▸ ESERCIZIO SCRITTO: Nell'intervista sulla sostenibilità nel settore tessile, quante imprese di medio/grandi dimensioni si stima debbano essere attivate in Europa per il riciclo dei prodotti finiti confezionati?

▸ ESTRATTO:
==============================
Il tema della sostenibilità è centrale nel settore tessile.
Ne parliamo con Davide Gobetti, Presidente del Settore Moda di Confartigianato Imprese Como.
1. Cosa si intende per sostenibilità nel settore tessile?
Il termine sostenibilità assume significato solo quando è completato in tutte sue possibili declinazioni: economica, ecologica e sociale.
Il settore tessile è tra i settori in cui la sostenibilità ecologica impatta maggiormente
L’utilizzo di acqua nelle operazioni di tintura, stampa e nobilitazione è elevato. Per quanto concerne i processi produttivi tessili, però, lo spreco di acqua e l’inquinamento dovuto all`immissione di sostanze nocive nell’ambiente hanno subito riduzioni importanti e sostanziali. Oggi l`inquinamento di processo come lo spreco di acqua si verifica per lo più nelle produzioni tessili di altri Paesi che hanno norme meno stringenti di quelle italiane e un percorso di riduzione dell`impatto ambientale meno radicato.
I problemi della sostenibilità ecologica del tessile sono inoltre generati da sovrapproduzioni legate a logiche di economie di scala che il mercato non è in grado di assorbire (invenduti) che sfociano spesso anche in una bassa durabilità dei prodotti causata da un basso livello qualitativo. Tutto questo si riassume con la definizione del famoso fenomeno detto della fast-fashion.
Dal punto di vista sociale, è importante ricordare i numeri importanti relativi all`indotto, in termini di imprese e relativi addetti, che il sistema tessile e moda manifatturiero genera, oltre all`elevata maturità in termini di tutele sia dei diritti che della salute dei lavoratori.
2. In merito alla sostenibilità ecologica, qual è la situazione attuale rispetto a riciclo e fine vita dei prodotti tessili oltre che della loro manutenzione?
Per quanto concerne il riciclo di prodotti finiti confezionati, inteso come fine vita dei prodotti tessili, mancano ancora ad oggi le strutture che se ne dovrebbero occupare. Si stima la necessità di almeno 200 imprese di medio/grandi dimensioni che dovrebbero essere attivate in tutta Europa.
Prima che questo accada, dovranno essere formalizzate ed emanate in modo chiaro e puntuale a livello europeo, e poi successivamente a livello nazionale, tutte le norme necessarie per le tutele delle imprese, dei lavoratori e dei consumatori.
==============================
▸ RIGHE:
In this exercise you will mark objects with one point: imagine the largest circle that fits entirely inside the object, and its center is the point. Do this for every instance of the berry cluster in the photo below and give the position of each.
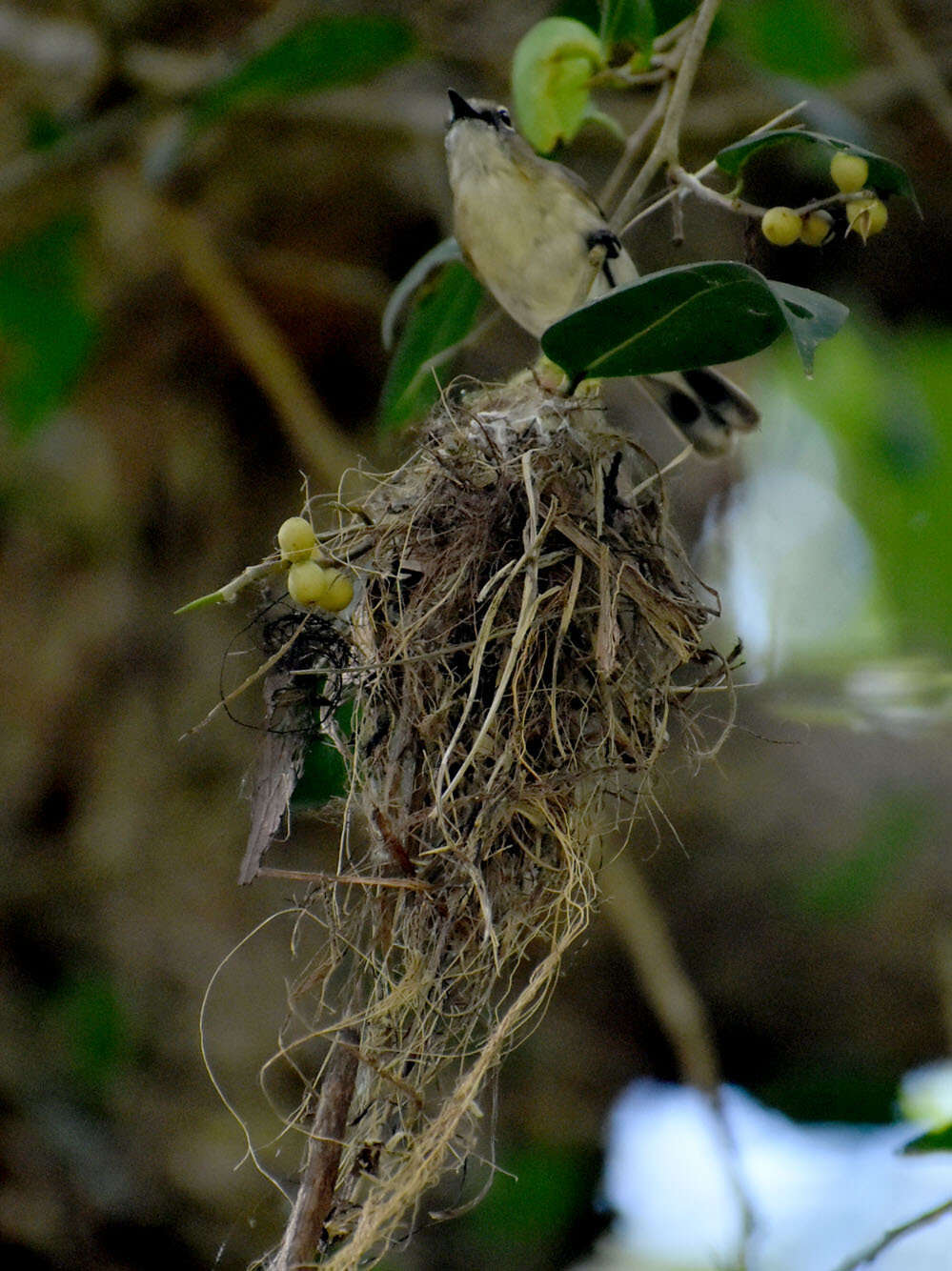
(783, 227)
(311, 581)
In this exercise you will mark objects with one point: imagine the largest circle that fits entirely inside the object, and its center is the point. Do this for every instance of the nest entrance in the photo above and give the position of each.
(526, 629)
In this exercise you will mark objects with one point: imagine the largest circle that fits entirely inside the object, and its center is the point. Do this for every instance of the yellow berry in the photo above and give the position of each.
(867, 216)
(295, 537)
(780, 227)
(816, 228)
(307, 583)
(849, 171)
(338, 591)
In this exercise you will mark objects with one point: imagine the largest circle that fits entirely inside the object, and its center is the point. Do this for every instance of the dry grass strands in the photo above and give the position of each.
(525, 631)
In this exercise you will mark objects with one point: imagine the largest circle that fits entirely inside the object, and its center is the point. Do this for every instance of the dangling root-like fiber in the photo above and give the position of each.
(526, 629)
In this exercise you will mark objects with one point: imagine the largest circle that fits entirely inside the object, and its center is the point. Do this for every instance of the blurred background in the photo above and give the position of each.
(197, 240)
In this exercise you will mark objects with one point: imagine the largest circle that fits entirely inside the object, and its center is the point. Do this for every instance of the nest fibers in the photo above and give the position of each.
(525, 629)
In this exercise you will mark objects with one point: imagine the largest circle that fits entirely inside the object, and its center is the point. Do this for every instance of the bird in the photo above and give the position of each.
(534, 235)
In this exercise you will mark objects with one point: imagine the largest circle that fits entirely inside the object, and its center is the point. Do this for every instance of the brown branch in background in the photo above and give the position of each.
(943, 965)
(315, 1194)
(666, 149)
(323, 449)
(639, 921)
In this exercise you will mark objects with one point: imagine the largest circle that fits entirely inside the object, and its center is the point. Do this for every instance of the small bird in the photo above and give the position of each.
(536, 238)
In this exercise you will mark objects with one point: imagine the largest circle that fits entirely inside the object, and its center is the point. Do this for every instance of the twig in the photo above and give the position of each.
(345, 879)
(315, 1195)
(633, 145)
(895, 1233)
(707, 170)
(667, 147)
(258, 343)
(732, 204)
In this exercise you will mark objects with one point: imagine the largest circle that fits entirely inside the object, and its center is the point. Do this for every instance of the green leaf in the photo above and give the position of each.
(884, 175)
(627, 22)
(933, 1140)
(441, 316)
(327, 52)
(551, 71)
(807, 40)
(417, 274)
(46, 330)
(811, 318)
(669, 13)
(324, 775)
(681, 318)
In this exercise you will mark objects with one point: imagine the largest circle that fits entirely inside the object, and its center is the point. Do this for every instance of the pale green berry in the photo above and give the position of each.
(816, 228)
(849, 171)
(295, 537)
(338, 591)
(780, 227)
(308, 583)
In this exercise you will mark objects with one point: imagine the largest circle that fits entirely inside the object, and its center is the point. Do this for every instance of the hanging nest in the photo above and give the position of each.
(525, 633)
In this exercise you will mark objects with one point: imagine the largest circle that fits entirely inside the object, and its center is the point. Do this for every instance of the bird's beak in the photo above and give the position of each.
(461, 110)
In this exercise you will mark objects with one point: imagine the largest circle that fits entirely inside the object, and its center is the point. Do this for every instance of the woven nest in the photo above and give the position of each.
(525, 631)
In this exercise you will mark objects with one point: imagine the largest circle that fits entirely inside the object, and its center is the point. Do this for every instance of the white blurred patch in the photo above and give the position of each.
(788, 556)
(820, 1194)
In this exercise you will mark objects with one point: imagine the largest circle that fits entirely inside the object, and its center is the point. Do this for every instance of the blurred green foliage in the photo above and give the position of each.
(884, 175)
(327, 52)
(537, 1194)
(440, 316)
(883, 399)
(46, 328)
(848, 883)
(88, 1016)
(324, 776)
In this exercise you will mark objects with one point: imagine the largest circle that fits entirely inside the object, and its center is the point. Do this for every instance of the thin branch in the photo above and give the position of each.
(707, 170)
(315, 1194)
(261, 346)
(895, 1233)
(732, 204)
(667, 147)
(635, 144)
(671, 996)
(678, 1007)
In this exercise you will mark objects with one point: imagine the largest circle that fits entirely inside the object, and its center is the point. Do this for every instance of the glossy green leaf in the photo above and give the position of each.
(933, 1140)
(552, 68)
(811, 318)
(669, 13)
(46, 328)
(324, 775)
(806, 40)
(414, 278)
(327, 52)
(627, 22)
(441, 316)
(848, 883)
(686, 316)
(884, 175)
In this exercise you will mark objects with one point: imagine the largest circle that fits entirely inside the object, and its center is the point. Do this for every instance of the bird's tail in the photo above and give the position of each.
(705, 406)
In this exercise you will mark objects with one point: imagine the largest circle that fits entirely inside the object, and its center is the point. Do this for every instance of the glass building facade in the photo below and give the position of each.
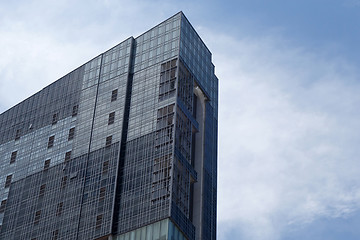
(123, 147)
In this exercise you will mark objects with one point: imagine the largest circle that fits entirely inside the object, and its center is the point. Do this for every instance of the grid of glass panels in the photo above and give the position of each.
(162, 230)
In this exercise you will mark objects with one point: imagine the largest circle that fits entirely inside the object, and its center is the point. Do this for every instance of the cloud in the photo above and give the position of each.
(42, 41)
(288, 136)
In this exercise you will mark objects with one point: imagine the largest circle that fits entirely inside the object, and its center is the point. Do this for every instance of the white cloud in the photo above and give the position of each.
(288, 136)
(288, 141)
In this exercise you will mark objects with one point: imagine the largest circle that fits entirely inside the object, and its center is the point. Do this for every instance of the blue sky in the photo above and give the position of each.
(289, 98)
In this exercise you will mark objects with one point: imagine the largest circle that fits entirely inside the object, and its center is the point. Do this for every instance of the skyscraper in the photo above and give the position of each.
(123, 147)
==============================
▸ RISULTATO: Almeno 200 imprese di medio/grandi dimensioni.